-- Text section --
While the individual's extensive history of excessive alcohol consumption is significant derogatory information, the presence of rehabilitation and reformation from this history is the key factor in my decision. <7> Based on Dr. XXXXX's new diagnosis that the individual is currently reformed from his alcoholism and all of the facts and circumstances surrounding his condition, I find that the individual has adequately demonstrated rehabilitation. Certainly, if I was not convinced that the individual was indeed rehabilitated from his condition or if I did not believe the individual could and would abstain from future alcohol consumption, I would not be able to recommend that he be granted access authorization. Furthermore, it is significant that a representative from the DOE/XXXXX Personnel Security Division testified that her division does not view a rehabilitated individual to be a security concern. For all these reasons, I believe that granting the individual access authorization will not endanger the common defense and security and would be clearly consistent with the national interest. Accordingly, I find that the individual's access authorization should be granted.

-- Problem requirements --
In the access authorization decision, list each statement that the writer begins with "I find that" or "I believe that." Answer using only the access authorization decision.

-- Supplied information --
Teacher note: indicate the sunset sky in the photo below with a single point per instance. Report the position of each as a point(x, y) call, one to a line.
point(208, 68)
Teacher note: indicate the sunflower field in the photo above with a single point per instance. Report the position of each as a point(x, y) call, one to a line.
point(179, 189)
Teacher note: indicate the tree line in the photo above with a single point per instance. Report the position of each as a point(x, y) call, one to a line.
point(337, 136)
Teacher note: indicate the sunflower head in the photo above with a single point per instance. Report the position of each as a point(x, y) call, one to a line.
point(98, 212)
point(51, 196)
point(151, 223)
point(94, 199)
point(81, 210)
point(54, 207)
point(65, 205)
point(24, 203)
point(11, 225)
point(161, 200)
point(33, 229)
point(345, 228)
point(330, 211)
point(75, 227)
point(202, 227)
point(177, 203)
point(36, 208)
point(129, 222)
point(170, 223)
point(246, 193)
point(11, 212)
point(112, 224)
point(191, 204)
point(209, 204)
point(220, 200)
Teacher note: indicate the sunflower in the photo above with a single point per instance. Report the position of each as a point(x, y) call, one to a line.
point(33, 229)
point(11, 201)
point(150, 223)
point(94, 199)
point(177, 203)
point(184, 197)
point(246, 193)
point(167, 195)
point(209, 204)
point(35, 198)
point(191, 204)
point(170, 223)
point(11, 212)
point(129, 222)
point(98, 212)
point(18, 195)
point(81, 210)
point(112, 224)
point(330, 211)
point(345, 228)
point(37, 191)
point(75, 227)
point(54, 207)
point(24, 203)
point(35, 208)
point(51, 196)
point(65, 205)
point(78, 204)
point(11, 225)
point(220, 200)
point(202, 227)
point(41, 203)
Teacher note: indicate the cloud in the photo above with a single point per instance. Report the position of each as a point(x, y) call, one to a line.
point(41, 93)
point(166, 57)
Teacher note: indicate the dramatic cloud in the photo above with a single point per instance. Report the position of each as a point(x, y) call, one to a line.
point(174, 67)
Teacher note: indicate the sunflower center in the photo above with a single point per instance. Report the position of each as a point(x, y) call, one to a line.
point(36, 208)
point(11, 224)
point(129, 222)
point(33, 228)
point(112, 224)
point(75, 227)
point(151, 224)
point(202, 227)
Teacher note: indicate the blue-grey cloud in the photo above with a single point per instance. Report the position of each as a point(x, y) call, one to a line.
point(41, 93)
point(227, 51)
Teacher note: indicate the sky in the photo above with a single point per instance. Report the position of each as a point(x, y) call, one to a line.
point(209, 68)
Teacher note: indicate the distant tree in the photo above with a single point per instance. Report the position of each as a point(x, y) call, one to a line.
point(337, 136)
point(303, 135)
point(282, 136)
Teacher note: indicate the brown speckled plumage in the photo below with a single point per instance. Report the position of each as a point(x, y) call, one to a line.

-- Task response --
- The individual has adequately demonstrated rehabilitation.
- Granting the individual access authorization will not endanger the common defense and security and would be clearly consistent with the national interest.
- The individual's access authorization should be granted.